(Beginning of DATA RECORDS)
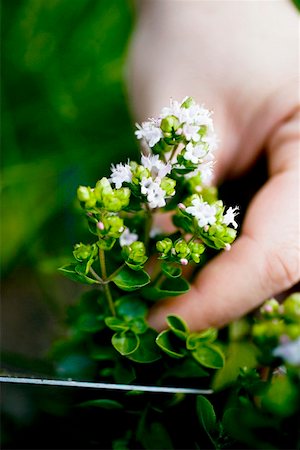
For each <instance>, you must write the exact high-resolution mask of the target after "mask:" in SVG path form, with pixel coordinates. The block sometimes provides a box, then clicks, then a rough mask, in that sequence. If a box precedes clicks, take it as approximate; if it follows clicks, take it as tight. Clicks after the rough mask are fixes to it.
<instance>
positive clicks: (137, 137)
mask: <svg viewBox="0 0 300 450" xmlns="http://www.w3.org/2000/svg"><path fill="white" fill-rule="evenodd" d="M136 126H137V128H138V129H137V130H136V131H135V135H136V137H137V138H138V139H142V138H144V139H145V140H146V141H147V143H148V144H149V146H150V147H153V146H154V145H155V144H157V142H159V141H160V139H161V138H162V137H163V133H162V131H161V129H160V128H159V125H158V123H157V122H155V121H154V120H151V121H149V122H143V123H142V125H139V124H138V123H137V124H136Z"/></svg>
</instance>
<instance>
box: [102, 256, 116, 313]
mask: <svg viewBox="0 0 300 450" xmlns="http://www.w3.org/2000/svg"><path fill="white" fill-rule="evenodd" d="M99 261H100V268H101V274H102V279H103V282H104V284H103V289H104V293H105V296H106V300H107V303H108V307H109V309H110V312H111V313H112V315H113V316H115V315H116V310H115V305H114V302H113V298H112V295H111V292H110V288H109V284H108V283H105V282H106V281H107V272H106V264H105V252H104V250H103V249H102V248H100V249H99Z"/></svg>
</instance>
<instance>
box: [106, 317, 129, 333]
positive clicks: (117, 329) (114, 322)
mask: <svg viewBox="0 0 300 450" xmlns="http://www.w3.org/2000/svg"><path fill="white" fill-rule="evenodd" d="M105 323H106V325H107V326H108V328H110V329H111V330H113V331H123V330H128V329H129V326H128V324H127V323H126V322H124V320H121V319H119V318H118V317H113V316H112V317H106V319H105Z"/></svg>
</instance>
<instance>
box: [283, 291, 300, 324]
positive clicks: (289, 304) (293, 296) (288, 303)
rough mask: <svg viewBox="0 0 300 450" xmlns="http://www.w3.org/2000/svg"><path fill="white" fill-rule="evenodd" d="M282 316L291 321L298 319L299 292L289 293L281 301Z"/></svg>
mask: <svg viewBox="0 0 300 450" xmlns="http://www.w3.org/2000/svg"><path fill="white" fill-rule="evenodd" d="M283 308H284V313H283V314H284V318H285V319H287V320H290V321H292V322H299V321H300V292H295V293H294V294H292V295H290V296H289V297H288V298H287V299H286V300H285V302H284V303H283Z"/></svg>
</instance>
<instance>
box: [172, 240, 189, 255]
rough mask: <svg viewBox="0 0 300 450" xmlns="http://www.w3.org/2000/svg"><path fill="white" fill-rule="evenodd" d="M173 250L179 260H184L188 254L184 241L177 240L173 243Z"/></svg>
(End of DATA RECORDS)
◆ PROBLEM REQUIREMENTS
Please give every line of the records above as a Markdown table with two columns, Row and Line, numbering the rows and skipping blank lines. Leave the pictures out.

◆ COMPLETED TASK
| Row | Line |
|---|---|
| 1 | For each <instance>, you must write the exact high-resolution mask of the target after "mask:" in SVG path form, with pixel coordinates. The block sometimes provides a box, then clicks, then a rough mask, in that sequence. If a box precedes clicks, take it as approximate; if it follows clicks, take it as tight. Clicks after the rough mask are fixes to it. |
| 2 | <instance> |
| 3 | positive clicks: (137, 137) |
| 4 | mask: <svg viewBox="0 0 300 450" xmlns="http://www.w3.org/2000/svg"><path fill="white" fill-rule="evenodd" d="M136 126H137V128H138V129H137V130H136V131H135V135H136V137H137V138H138V139H142V138H144V139H145V140H146V141H147V143H148V144H149V146H150V147H153V146H154V145H155V144H157V142H159V141H160V139H161V138H162V137H163V133H162V131H161V129H160V128H159V125H158V123H157V122H155V121H154V120H151V121H149V122H143V123H142V125H139V124H138V123H137V124H136Z"/></svg> |
| 5 | </instance> |
| 6 | <instance> |
| 7 | box: [102, 256, 116, 313] |
| 8 | mask: <svg viewBox="0 0 300 450" xmlns="http://www.w3.org/2000/svg"><path fill="white" fill-rule="evenodd" d="M99 261H100V268H101V274H102V279H103V282H104V284H103V289H104V293H105V296H106V300H107V303H108V307H109V309H110V312H111V313H112V315H113V316H115V315H116V310H115V305H114V302H113V298H112V295H111V292H110V288H109V284H108V283H105V282H106V281H107V272H106V264H105V252H104V250H103V249H102V248H100V249H99Z"/></svg> |
| 9 | </instance> |
| 10 | <instance> |
| 11 | box: [106, 317, 129, 333] |
| 12 | positive clicks: (117, 329) (114, 322) |
| 13 | mask: <svg viewBox="0 0 300 450" xmlns="http://www.w3.org/2000/svg"><path fill="white" fill-rule="evenodd" d="M105 323H106V325H107V326H108V328H110V329H111V330H113V331H123V330H128V329H129V326H128V324H127V323H126V322H124V320H121V319H119V318H118V317H113V316H112V317H106V319H105Z"/></svg> |
| 14 | </instance> |
| 15 | <instance> |
| 16 | box: [283, 291, 300, 324] |
| 17 | positive clicks: (289, 304) (293, 296) (288, 303) |
| 18 | rough mask: <svg viewBox="0 0 300 450" xmlns="http://www.w3.org/2000/svg"><path fill="white" fill-rule="evenodd" d="M282 316L291 321L298 319L299 292L289 293L281 301Z"/></svg> |
| 19 | mask: <svg viewBox="0 0 300 450" xmlns="http://www.w3.org/2000/svg"><path fill="white" fill-rule="evenodd" d="M283 308H284V313H283V314H284V318H285V319H287V320H290V321H292V322H299V321H300V292H295V293H294V294H292V295H290V296H289V297H288V298H287V299H286V300H285V302H284V303H283Z"/></svg> |
| 20 | </instance> |
| 21 | <instance> |
| 22 | box: [172, 240, 189, 255] |
| 23 | rough mask: <svg viewBox="0 0 300 450" xmlns="http://www.w3.org/2000/svg"><path fill="white" fill-rule="evenodd" d="M173 250L179 260H184L188 254L184 241L177 240L173 243Z"/></svg> |